- [Task prompt] Rewrite the records below as a JSON list of strings, one string per line, from the line containing "Task: Find the breakwater" through the last line, with blank lines skipped. Leave the pictures out.
━━ Input ━━
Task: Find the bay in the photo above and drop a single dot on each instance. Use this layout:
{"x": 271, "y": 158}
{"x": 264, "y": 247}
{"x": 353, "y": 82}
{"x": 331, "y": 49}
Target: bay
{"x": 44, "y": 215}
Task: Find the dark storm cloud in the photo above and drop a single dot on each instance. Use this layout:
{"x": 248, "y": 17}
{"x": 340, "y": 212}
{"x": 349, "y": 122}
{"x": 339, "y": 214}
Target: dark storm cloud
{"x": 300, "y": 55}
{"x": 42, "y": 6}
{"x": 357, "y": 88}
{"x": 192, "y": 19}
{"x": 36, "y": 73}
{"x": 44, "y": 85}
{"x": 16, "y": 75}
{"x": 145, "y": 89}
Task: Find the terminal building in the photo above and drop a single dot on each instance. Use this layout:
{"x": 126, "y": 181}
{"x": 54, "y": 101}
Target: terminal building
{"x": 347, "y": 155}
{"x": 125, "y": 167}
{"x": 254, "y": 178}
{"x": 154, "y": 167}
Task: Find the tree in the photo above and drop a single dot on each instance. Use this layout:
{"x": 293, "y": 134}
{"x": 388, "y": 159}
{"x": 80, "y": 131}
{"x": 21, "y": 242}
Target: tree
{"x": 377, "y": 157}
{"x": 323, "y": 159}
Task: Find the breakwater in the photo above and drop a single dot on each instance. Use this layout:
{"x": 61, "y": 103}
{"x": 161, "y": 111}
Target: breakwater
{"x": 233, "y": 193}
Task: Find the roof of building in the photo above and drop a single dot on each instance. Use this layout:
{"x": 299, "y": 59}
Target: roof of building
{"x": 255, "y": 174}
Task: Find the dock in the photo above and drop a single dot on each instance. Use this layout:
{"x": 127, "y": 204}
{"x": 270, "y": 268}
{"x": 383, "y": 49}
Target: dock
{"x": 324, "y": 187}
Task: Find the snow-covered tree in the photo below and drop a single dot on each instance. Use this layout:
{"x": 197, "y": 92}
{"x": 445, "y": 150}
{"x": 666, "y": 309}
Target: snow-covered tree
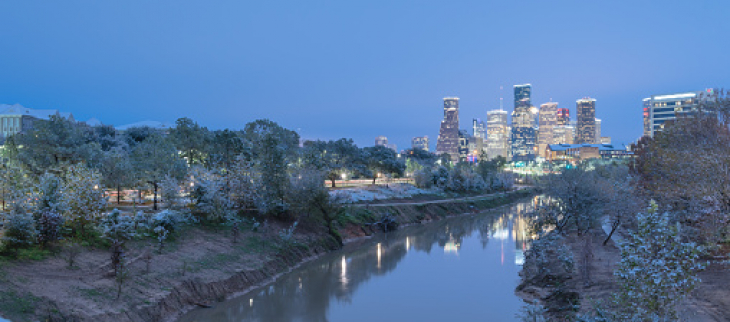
{"x": 154, "y": 159}
{"x": 18, "y": 231}
{"x": 83, "y": 198}
{"x": 382, "y": 160}
{"x": 270, "y": 149}
{"x": 657, "y": 270}
{"x": 117, "y": 170}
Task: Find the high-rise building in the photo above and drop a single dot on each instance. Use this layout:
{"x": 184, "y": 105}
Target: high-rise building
{"x": 420, "y": 142}
{"x": 665, "y": 108}
{"x": 563, "y": 116}
{"x": 448, "y": 140}
{"x": 647, "y": 110}
{"x": 524, "y": 134}
{"x": 586, "y": 121}
{"x": 498, "y": 134}
{"x": 463, "y": 145}
{"x": 548, "y": 121}
{"x": 381, "y": 140}
{"x": 479, "y": 137}
{"x": 563, "y": 134}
━━━
- [Finished task]
[
  "Task: Find the breakwater in the photo above and drop a single dot on each instance. Use this layout:",
  "{\"x\": 61, \"y\": 103}",
  "{\"x\": 161, \"y\": 111}",
  "Target: breakwater",
  "{\"x\": 233, \"y\": 193}",
  "Task: Find the roof of building in the photo above and drop a single dot on each instance. Use this layout:",
  "{\"x\": 299, \"y\": 59}",
  "Target: roof of building",
  "{\"x\": 255, \"y\": 174}",
  "Task: Find the dock in the photo above and drop a single dot on each instance. Use this layout:",
  "{\"x\": 127, \"y\": 204}",
  "{\"x\": 270, \"y\": 268}",
  "{\"x\": 383, \"y\": 49}",
  "Target: dock",
  "{\"x\": 324, \"y\": 187}",
  "Task: Find the snow-covered tree in the photo below and drop a single dot on each instance. Use this layout:",
  "{\"x\": 197, \"y\": 92}",
  "{\"x\": 445, \"y\": 150}",
  "{\"x\": 666, \"y\": 309}",
  "Target: snow-covered tree",
  "{\"x\": 154, \"y\": 159}",
  "{\"x\": 18, \"y\": 231}",
  "{\"x\": 83, \"y\": 198}",
  "{\"x\": 382, \"y\": 160}",
  "{\"x\": 270, \"y\": 149}",
  "{\"x\": 657, \"y\": 270}",
  "{\"x\": 117, \"y\": 170}",
  "Task: Find the high-rise building in the photo above and drop a single dot on each instance. Use this layout:",
  "{\"x\": 184, \"y\": 105}",
  "Target: high-rise building",
  "{\"x\": 420, \"y\": 142}",
  "{\"x\": 665, \"y\": 108}",
  "{\"x\": 563, \"y\": 116}",
  "{\"x\": 448, \"y\": 140}",
  "{\"x\": 647, \"y\": 110}",
  "{\"x\": 524, \"y\": 134}",
  "{\"x\": 586, \"y\": 121}",
  "{\"x\": 498, \"y\": 134}",
  "{\"x\": 463, \"y\": 145}",
  "{\"x\": 548, \"y\": 121}",
  "{\"x\": 381, \"y\": 140}",
  "{\"x\": 479, \"y\": 137}",
  "{\"x\": 563, \"y\": 134}"
]